Your assignment
The expected answer comprises all lines from the entries that contain the string "pepper".

Records shown
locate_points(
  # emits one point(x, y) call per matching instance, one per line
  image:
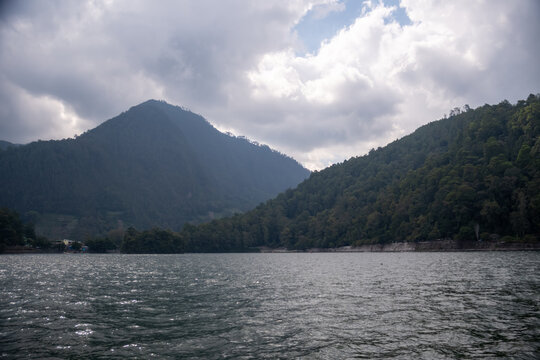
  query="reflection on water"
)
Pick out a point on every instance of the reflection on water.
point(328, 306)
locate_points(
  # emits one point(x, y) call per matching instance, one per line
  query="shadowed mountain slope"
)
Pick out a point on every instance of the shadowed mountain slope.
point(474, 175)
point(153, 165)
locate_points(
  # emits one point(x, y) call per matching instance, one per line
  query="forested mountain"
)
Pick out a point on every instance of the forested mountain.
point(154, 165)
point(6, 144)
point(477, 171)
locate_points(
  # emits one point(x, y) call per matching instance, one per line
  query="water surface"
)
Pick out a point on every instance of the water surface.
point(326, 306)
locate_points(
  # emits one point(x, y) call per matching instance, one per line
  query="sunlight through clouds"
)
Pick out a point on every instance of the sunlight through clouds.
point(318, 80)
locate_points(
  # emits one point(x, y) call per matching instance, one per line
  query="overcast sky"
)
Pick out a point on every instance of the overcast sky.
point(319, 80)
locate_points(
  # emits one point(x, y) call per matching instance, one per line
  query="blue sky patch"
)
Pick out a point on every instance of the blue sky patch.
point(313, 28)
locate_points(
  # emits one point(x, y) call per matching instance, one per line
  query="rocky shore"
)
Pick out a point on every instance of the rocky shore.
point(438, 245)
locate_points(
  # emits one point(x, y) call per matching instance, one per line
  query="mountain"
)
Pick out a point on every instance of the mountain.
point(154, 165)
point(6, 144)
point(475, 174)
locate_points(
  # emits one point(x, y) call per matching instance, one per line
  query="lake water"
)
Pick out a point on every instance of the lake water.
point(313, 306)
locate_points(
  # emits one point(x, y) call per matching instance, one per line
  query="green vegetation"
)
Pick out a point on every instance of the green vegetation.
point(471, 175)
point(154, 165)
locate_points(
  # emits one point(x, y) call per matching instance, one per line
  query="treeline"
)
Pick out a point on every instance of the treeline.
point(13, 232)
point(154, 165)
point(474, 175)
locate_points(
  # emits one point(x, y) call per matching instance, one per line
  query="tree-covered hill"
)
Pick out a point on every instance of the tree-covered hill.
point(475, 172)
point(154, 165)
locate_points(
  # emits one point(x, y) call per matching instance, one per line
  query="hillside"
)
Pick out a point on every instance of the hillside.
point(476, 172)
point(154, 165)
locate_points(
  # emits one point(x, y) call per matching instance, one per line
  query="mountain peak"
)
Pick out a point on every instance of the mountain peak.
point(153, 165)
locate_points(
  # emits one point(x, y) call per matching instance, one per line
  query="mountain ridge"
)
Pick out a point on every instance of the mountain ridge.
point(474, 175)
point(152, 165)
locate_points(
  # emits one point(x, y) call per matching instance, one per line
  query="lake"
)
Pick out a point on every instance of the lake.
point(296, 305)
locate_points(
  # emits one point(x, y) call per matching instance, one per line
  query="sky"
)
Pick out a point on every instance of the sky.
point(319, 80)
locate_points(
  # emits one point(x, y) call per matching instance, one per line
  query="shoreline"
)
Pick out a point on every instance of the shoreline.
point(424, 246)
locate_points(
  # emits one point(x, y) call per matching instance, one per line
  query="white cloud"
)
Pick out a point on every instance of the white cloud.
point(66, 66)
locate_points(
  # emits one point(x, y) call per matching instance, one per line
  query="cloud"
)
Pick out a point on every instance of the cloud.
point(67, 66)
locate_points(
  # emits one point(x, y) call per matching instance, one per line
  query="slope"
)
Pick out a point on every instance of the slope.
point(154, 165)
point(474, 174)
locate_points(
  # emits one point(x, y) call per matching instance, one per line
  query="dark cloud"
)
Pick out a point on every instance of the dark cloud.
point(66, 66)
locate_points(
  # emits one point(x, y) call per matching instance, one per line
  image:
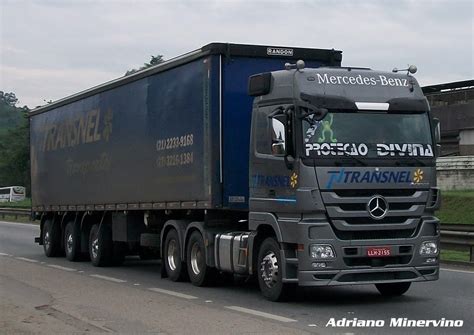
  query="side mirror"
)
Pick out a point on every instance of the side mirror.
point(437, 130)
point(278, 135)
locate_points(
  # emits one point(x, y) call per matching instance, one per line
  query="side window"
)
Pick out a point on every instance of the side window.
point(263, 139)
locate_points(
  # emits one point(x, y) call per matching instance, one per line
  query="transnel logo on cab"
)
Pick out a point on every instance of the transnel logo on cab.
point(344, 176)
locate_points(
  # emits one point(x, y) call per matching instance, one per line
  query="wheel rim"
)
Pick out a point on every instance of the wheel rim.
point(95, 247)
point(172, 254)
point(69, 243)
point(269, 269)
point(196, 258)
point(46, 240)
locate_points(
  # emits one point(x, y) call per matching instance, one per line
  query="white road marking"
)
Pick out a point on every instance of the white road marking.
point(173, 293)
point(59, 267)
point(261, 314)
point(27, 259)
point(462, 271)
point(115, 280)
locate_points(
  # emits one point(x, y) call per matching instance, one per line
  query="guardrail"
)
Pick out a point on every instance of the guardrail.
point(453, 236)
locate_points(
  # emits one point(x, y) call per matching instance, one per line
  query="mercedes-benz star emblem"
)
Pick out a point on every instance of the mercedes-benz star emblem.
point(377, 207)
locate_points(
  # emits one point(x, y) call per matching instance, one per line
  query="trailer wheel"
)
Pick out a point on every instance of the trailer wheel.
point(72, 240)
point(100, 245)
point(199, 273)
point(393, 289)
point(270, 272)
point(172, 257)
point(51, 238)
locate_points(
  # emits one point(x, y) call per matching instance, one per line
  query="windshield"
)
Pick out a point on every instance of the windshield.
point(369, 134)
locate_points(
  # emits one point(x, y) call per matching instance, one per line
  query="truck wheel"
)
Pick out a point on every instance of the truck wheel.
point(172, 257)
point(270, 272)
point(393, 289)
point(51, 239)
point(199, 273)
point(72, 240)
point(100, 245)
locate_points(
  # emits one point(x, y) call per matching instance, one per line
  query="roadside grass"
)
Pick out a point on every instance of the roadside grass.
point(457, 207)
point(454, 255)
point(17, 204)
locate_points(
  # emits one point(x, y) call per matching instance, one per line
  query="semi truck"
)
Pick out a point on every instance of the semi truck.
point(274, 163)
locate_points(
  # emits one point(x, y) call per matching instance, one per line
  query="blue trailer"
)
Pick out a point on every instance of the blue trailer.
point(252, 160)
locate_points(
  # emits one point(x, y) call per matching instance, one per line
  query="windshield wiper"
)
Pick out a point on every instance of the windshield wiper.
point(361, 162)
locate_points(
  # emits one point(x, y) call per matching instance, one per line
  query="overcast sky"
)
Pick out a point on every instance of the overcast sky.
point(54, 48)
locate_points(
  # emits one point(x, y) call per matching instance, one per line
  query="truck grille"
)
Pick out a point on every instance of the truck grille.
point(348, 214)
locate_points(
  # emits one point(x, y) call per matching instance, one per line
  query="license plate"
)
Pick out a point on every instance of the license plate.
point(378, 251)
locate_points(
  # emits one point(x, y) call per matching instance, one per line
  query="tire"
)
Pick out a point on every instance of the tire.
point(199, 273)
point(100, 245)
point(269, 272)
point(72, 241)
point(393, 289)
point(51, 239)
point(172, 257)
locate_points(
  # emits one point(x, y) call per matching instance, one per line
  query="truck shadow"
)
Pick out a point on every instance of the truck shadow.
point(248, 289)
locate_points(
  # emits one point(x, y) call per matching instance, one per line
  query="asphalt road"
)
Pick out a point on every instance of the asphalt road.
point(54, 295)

---

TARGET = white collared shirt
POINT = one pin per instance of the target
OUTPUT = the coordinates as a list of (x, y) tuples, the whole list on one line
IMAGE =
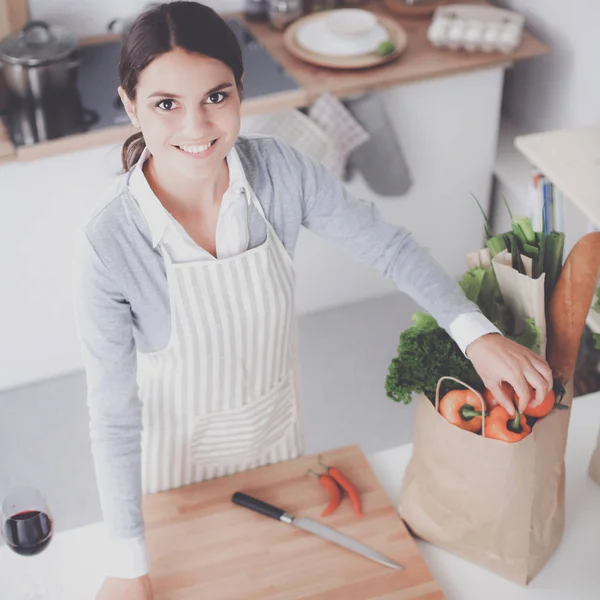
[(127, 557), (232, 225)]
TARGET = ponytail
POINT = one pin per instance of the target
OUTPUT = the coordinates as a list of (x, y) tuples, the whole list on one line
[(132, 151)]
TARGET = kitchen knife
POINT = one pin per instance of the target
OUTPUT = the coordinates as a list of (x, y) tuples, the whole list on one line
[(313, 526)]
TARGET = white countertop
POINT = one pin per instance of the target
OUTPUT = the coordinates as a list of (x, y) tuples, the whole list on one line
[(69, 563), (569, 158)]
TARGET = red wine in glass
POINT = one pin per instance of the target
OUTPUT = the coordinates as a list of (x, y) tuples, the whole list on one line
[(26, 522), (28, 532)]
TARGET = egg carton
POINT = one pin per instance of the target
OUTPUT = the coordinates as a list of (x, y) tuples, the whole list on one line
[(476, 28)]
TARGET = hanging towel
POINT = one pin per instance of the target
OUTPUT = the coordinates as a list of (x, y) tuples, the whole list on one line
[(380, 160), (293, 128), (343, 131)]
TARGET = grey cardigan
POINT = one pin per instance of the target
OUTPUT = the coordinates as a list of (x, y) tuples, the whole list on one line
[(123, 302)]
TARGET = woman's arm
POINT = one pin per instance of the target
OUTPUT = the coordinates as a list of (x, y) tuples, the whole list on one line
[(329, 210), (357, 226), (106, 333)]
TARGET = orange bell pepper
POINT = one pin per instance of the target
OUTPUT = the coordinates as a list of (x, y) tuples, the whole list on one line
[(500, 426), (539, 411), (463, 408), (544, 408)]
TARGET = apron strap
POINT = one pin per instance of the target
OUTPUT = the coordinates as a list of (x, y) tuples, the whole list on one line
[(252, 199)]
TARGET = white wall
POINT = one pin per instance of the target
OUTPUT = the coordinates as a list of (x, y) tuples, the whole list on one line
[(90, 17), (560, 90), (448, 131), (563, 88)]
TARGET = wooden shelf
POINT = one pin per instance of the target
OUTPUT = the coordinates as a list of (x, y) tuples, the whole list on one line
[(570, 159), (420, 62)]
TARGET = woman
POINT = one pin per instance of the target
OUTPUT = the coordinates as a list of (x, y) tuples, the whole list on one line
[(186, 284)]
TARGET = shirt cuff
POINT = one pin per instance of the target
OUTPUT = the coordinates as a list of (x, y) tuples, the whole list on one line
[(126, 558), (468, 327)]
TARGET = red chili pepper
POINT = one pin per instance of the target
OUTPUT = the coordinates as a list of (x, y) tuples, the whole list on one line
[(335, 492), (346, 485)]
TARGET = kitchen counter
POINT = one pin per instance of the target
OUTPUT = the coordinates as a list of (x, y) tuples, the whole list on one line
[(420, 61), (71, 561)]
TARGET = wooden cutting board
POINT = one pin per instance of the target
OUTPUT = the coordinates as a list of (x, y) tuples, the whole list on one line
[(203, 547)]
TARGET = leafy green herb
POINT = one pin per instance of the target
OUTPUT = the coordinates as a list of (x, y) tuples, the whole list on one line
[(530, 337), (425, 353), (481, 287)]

Output of the exercise
TARGET = orange bell pepper
TARGET = red chili pepper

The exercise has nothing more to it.